WORK TASK 1: Extract the passage of the daily reflection from "We’d throw blankets" to "I write this).".
WORK TASK 2: List the string instruments the daily reflection says the writer's father loved.

EXCERPTED TEXT:

__________________________________________________

Daily Reflection | Connected in Christ

Friday, February 12, 2021

Listen

Susan Tuveson

My brothers and I were born of musical parents. A keyboardist, our mother was a piano teacher and the organist in the church of our childhood. My father loved strings, the plucking, strumming kind, a banjo, an ukulele, and to round out the collection, a classical guitar. Both of them sang in amateur symphony choruses, the kind associated with orchestras and called up anytime a great work included a choral component: Beethoven’s Ninth, Stravinsky’s Symphony of Psalms, (with Stravinsky conducting shortly before his death); Bernstein’s Chichester Psalms, under his baton.

In addition to the clutter of instruments and scores, we also had a used church organ with two keyboards and pedals, and an electronic harpsichord my engineer father built from a kit. Our favorite, though, was the grand piano, for which we found many uses.

We’d throw blankets over the top to create a fort/school/restaurant, underneath, while one of us would go to the keyboard to provide sound effects: thunder! rain! explosions! with the aid of the damper pedal, if we could reach it from the bench.

My mother played the piano to calm or entertain us, and we had records of fun music we could listen to whenever we wanted. Sousa and Elgar marches, Peter and the Wolf, 1812 Overture, Beethoven; big, noisy great works, all to familiarize us with the workings of an orchestra. Dad was an audiophile with very good speakers. Many nights we fell asleep to Elizabethan airs from Dad’s guitar. Saturday broadcasts from the Metropolitan Opera in New York City were a routine accompaniment to our weekend chores. (I’m listening to it now as I write this).

Eventually we siblings went our own ways musically, I, to woodwinds, two brothers to strings, the bowing kind, and the other to brass and composing.. Most of us ended up singing, too, performing the works we heard early, and others, classical and contemporary, at university, and later, in independent ensembles. Not one of us is making our living in music, but our pleasure in music enriches the lives we’ve made in other professions.

We benefited greatly in all this hearing and doing and learning, of setting much in store by listening to understand. The anguish of war, the ecstasy of love, of times of unrest, interpretations of literary works, ritual, geography, terror, or plain silliness: it’s all in there, and more, for the listening.

As we are children of God, created in His image, is it any wonder that from the minds and souls of humankind can emerge the most beautiful sounds, intelligent, transcendent harmonies, in vibrant aural colors, that speak to us of the wonder of being when we take the time to listen?

__________________________________________________

RECORD SET:
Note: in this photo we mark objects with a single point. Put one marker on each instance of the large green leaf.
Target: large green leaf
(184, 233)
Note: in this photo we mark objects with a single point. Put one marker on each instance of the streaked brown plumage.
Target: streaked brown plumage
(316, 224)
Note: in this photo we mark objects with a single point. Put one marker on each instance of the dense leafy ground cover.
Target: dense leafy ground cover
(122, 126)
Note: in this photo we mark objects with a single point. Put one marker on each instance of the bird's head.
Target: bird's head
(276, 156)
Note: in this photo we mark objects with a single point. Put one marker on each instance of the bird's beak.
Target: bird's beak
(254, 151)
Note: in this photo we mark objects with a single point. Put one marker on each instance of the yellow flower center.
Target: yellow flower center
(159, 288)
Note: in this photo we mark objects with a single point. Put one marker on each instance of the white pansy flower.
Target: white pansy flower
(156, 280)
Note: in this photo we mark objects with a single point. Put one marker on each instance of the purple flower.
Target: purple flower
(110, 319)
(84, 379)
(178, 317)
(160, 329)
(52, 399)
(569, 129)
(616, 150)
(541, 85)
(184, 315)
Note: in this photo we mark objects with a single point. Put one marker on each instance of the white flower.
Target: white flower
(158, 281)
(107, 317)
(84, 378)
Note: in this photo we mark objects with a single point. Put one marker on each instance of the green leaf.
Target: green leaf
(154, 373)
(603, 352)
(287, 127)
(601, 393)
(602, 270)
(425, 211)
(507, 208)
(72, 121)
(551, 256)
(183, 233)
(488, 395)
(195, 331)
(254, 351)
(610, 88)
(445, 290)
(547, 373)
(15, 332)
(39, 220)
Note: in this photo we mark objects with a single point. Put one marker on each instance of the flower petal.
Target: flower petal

__________________________________________________

ANSWER AREA 1:
We’d throw blankets over the top to create a fort/school/restaurant, underneath, while one of us would go to the keyboard to provide sound effects: thunder! rain! explosions! with the aid of the damper pedal, if we could reach it from the bench.

My mother played the piano to calm or entertain us, and we had records of fun music we could listen to whenever we wanted. Sousa and Elgar marches, Peter and the Wolf, 1812 Overture, Beethoven; big, noisy great works, all to familiarize us with the workings of an orchestra. Dad was an audiophile with very good speakers. Many nights we fell asleep to Elizabethan airs from Dad’s guitar. Saturday broadcasts from the Metropolitan Opera in New York City were a routine accompaniment to our weekend chores. (I’m listening to it now as I write this).

ANSWER AREA 2:
- banjo
- ukulele
- classical guitar